# Start of DATA FOR THIS TASK

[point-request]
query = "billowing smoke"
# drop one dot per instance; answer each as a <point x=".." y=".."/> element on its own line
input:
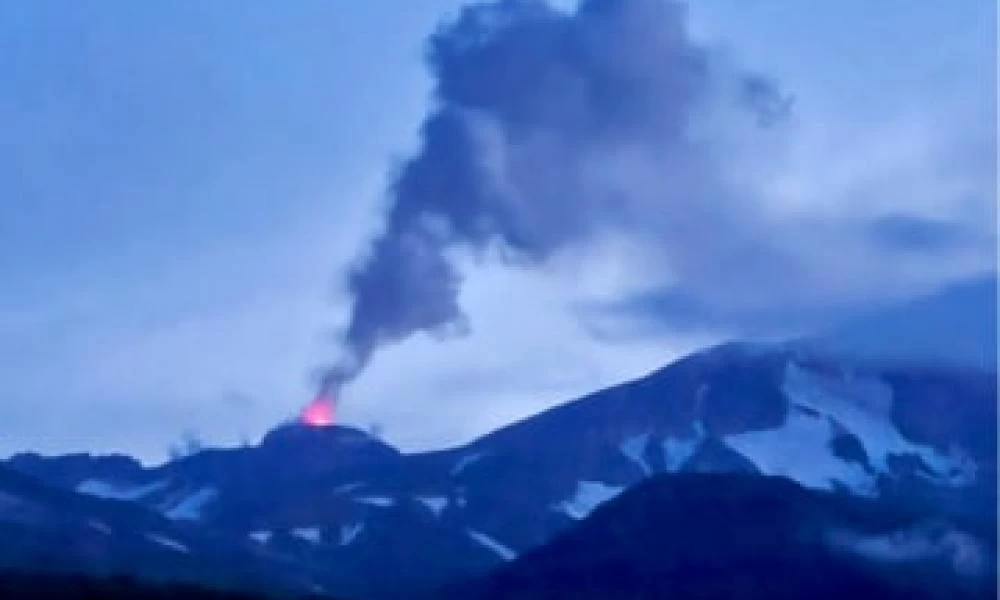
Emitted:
<point x="549" y="129"/>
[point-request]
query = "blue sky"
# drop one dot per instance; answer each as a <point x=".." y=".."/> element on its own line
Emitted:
<point x="182" y="185"/>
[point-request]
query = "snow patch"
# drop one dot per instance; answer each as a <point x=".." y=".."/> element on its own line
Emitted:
<point x="676" y="451"/>
<point x="435" y="504"/>
<point x="587" y="496"/>
<point x="465" y="461"/>
<point x="504" y="552"/>
<point x="634" y="449"/>
<point x="965" y="555"/>
<point x="114" y="491"/>
<point x="862" y="405"/>
<point x="189" y="508"/>
<point x="380" y="501"/>
<point x="167" y="542"/>
<point x="261" y="537"/>
<point x="350" y="532"/>
<point x="309" y="534"/>
<point x="800" y="450"/>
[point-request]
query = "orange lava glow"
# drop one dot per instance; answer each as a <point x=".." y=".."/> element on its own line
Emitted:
<point x="319" y="412"/>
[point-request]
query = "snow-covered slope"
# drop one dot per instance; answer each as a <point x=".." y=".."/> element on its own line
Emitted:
<point x="359" y="510"/>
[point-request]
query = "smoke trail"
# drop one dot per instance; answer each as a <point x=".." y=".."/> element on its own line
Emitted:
<point x="544" y="126"/>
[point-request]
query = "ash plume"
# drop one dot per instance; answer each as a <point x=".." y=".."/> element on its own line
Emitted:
<point x="549" y="128"/>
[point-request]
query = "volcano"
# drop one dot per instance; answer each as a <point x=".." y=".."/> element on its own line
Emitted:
<point x="319" y="412"/>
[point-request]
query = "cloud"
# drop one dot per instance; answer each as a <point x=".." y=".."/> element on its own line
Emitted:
<point x="909" y="233"/>
<point x="552" y="129"/>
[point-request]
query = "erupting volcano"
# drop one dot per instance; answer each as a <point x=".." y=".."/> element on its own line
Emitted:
<point x="319" y="412"/>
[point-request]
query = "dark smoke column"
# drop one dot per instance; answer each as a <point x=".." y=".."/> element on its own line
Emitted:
<point x="528" y="100"/>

# End of DATA FOR THIS TASK

> _WHAT YOU SHOULD DO_: Without the images, write out each line of the data verbatim.

> _TASK ANSWER_:
[point-request]
query = "billowing smoke"
# drop one dot per instance; answer each as a <point x=".." y=".."/> element on its own line
input:
Emitted:
<point x="549" y="129"/>
[point-request]
query = "blue sky"
# drop one dot per instance; answer each as a <point x=".." y=".."/> element on its own line
Emitted:
<point x="182" y="185"/>
[point-request]
query = "snow patch"
# drop one dot per instance; answer each as a <point x=".." y=".."/> element on its own line
Emitted:
<point x="676" y="451"/>
<point x="435" y="504"/>
<point x="587" y="496"/>
<point x="465" y="461"/>
<point x="504" y="552"/>
<point x="634" y="449"/>
<point x="965" y="555"/>
<point x="114" y="491"/>
<point x="862" y="405"/>
<point x="189" y="508"/>
<point x="380" y="501"/>
<point x="167" y="542"/>
<point x="261" y="537"/>
<point x="350" y="532"/>
<point x="309" y="534"/>
<point x="800" y="450"/>
[point-request]
query = "orange lava glow"
# drop one dot per instance; answer each as a <point x=".." y=".."/> element on its own line
Emitted:
<point x="319" y="412"/>
[point-request]
query = "snow-covered slope"
# drop one dot per instance; answer each as a <point x=".." y=".."/> element on its own line
Emitted:
<point x="359" y="510"/>
[point-request]
query = "smoke trail"
# drop one dot per instance; answer each as a <point x=".." y=".."/> element on its own line
Emitted:
<point x="544" y="126"/>
[point-request]
query = "ash plume"
# drop one dot per instance; answer each as a <point x=".." y=".."/> element on its own line
Emitted:
<point x="549" y="128"/>
[point-request]
query = "volcano"
# drop one dot per instance; answer each as a <point x=".." y=".."/> element on its own line
Emitted:
<point x="319" y="412"/>
[point-request]
query = "cloud"
# drop one dot per instance; answer each as a <point x=".." y=".."/> element on its own line
Emitted:
<point x="909" y="233"/>
<point x="552" y="129"/>
[point-request]
query = "erupting volcano"
# drop one dot per instance; answer each as a <point x=".." y=".."/> element on its own line
Emitted:
<point x="319" y="412"/>
[point-request]
query = "dark smoke column"
# drop one dot per instance; answer each as a <point x=".." y=".."/> element on its own line
Emitted:
<point x="528" y="100"/>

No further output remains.